* DOCUMENT SECTION *
Shri Harikrishnan, in support of his legal contentions has relied upon the following decisions:-
Trackparts of India Ltd. v. K.N. Bhargava & Smt. Radhika Bhargave v. K.N. Bhargava -(2000) 4 Comp LJ 310 (All) - to show that the CLB has wide powers for bringing to an end the oppression and mismanagement and can make any order that it considers just and equitable. The division of assets can also the ordered by the CLB in appropriate cases while exercising such powers.
New Horizons Ltd. v. Union of India - (1997) 89 CC 849 - to show that in certain exceptional cases the court is entitled to lift the veil of corporate entity and to pay regard to the economic realities behind the legal facade and that in the expanding horizons of modern jurisprudence, the lifting of the corporate veil is permissible. Its frontiers are unlimited. It must, however, depend primarily on the realities of situation. In this case Shri Harikrishnan pointed out that the CLB should go into the details of the shareholders and the arrangement among them in finding out the really of the management among the members.

* DATA ENTRIES *
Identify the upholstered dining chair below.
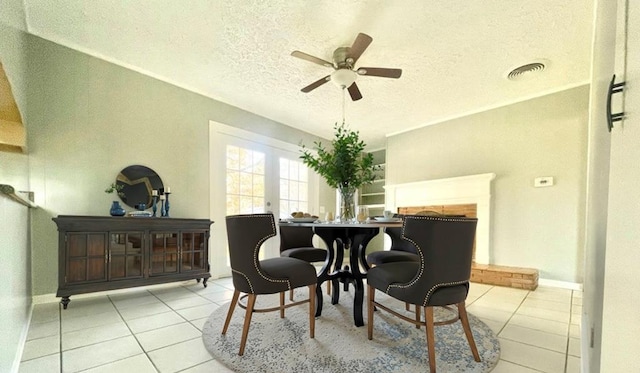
[367,227,420,267]
[367,210,441,267]
[222,214,317,356]
[280,226,331,300]
[367,216,480,372]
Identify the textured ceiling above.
[17,0,593,148]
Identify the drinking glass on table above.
[357,206,369,223]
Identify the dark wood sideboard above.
[53,215,213,309]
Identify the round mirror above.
[116,165,164,208]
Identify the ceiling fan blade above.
[301,75,331,93]
[349,33,373,64]
[347,82,362,101]
[357,67,402,79]
[291,51,333,67]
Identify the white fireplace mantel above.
[385,173,496,264]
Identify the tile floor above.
[20,278,582,373]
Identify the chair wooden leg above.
[238,294,256,356]
[367,285,376,340]
[222,290,240,335]
[280,291,284,319]
[309,285,316,338]
[424,307,436,373]
[458,302,480,362]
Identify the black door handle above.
[607,74,624,132]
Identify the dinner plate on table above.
[287,218,318,223]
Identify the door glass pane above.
[279,158,310,219]
[226,145,266,215]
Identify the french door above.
[209,122,318,278]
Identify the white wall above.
[386,86,589,283]
[22,32,325,295]
[0,24,31,372]
[600,0,640,372]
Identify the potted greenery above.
[300,122,379,222]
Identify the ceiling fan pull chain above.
[342,87,345,125]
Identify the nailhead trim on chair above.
[422,280,469,307]
[234,214,291,290]
[231,269,255,294]
[386,215,471,307]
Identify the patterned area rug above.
[202,289,500,373]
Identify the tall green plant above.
[300,122,379,190]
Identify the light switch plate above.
[533,176,553,188]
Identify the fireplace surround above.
[385,173,496,264]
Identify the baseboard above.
[538,278,582,291]
[31,293,60,304]
[11,301,33,373]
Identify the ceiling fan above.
[291,33,402,101]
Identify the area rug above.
[202,289,500,373]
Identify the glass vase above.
[339,186,356,223]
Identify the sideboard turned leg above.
[60,297,71,310]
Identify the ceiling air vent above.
[507,62,546,80]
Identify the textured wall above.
[0,24,31,372]
[387,86,589,283]
[28,37,319,295]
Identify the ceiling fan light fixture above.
[331,69,358,88]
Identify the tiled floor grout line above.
[103,290,160,372]
[58,303,64,373]
[21,279,580,373]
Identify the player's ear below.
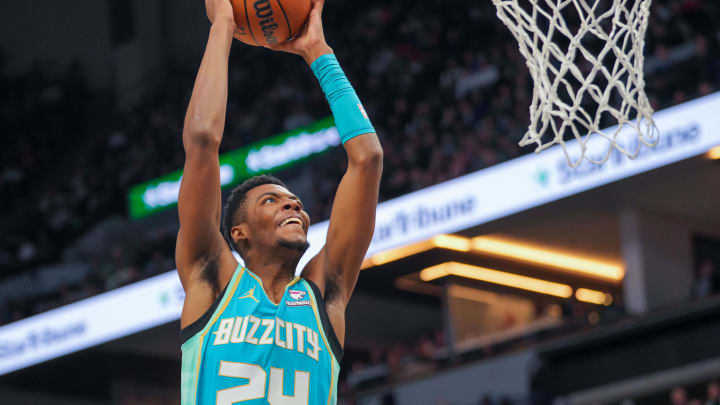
[230,222,250,245]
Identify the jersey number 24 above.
[217,361,310,405]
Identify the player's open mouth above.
[278,217,302,227]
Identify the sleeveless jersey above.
[180,266,342,405]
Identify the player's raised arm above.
[175,0,236,296]
[272,0,383,342]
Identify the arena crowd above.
[0,0,720,403]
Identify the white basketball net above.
[493,0,659,167]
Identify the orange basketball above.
[232,0,310,46]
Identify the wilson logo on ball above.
[231,0,310,46]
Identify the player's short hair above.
[222,174,287,254]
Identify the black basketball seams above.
[276,0,292,41]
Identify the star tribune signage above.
[0,93,720,374]
[128,117,340,218]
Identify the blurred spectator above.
[691,259,720,298]
[670,387,689,405]
[705,381,720,405]
[0,0,720,342]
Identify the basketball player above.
[175,0,382,405]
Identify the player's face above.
[245,184,310,252]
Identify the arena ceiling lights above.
[362,234,625,282]
[420,262,573,298]
[419,262,612,305]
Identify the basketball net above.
[493,0,659,167]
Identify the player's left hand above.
[267,0,332,65]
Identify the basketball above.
[232,0,310,46]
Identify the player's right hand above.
[267,0,332,65]
[205,0,235,26]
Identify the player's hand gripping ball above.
[231,0,310,46]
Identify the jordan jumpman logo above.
[238,286,260,302]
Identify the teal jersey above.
[181,266,342,405]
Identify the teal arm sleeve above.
[310,53,375,143]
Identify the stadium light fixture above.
[575,288,612,305]
[708,146,720,160]
[472,236,625,281]
[360,234,472,269]
[420,262,573,298]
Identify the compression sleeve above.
[310,53,375,143]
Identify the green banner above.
[128,117,340,219]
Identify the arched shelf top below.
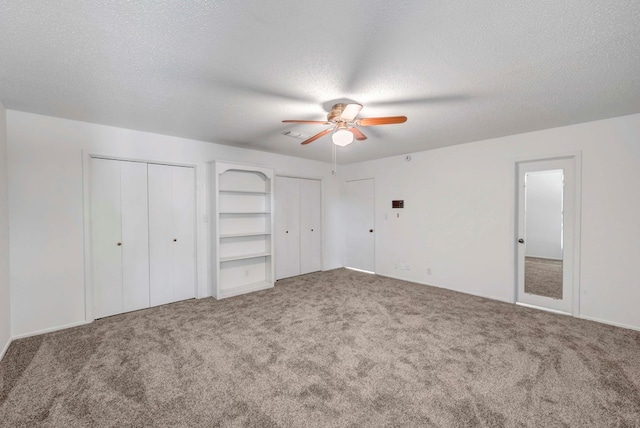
[218,167,271,193]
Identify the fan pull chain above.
[331,143,338,175]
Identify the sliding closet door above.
[274,177,300,279]
[172,167,196,301]
[91,158,149,318]
[298,179,322,274]
[120,162,149,312]
[148,164,195,306]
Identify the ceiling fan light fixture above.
[331,129,353,147]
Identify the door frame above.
[511,151,582,317]
[342,177,377,274]
[82,150,199,323]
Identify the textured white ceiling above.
[0,0,640,163]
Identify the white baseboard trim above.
[0,338,13,361]
[576,315,640,331]
[11,321,93,340]
[376,273,513,303]
[216,281,274,300]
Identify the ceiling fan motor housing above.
[327,104,347,122]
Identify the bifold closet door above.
[91,158,149,318]
[274,177,300,279]
[298,179,322,274]
[148,164,196,306]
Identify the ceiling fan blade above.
[300,128,333,144]
[282,120,330,125]
[340,104,362,122]
[356,116,407,126]
[349,127,367,141]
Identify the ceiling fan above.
[282,103,407,146]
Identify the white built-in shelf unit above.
[210,162,274,299]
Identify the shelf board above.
[220,189,271,195]
[218,211,271,215]
[220,232,271,239]
[220,252,271,263]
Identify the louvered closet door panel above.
[91,158,122,318]
[274,177,300,279]
[172,167,196,300]
[120,162,149,312]
[299,179,322,274]
[148,164,174,306]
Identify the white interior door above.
[299,179,322,274]
[148,164,195,306]
[345,178,375,272]
[91,158,149,318]
[516,158,576,314]
[274,177,300,279]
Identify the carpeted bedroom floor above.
[0,269,640,427]
[524,257,562,299]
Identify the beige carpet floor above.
[0,269,640,427]
[524,257,562,299]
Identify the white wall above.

* AIM *
In the legal excerpt above, which citation accompanies New Horizons Ltd. v. Union of India? The listing comes from a separate source and is unrelated to the legal excerpt.

* EXERCISE RESPONSE *
(1997) 89 CC 849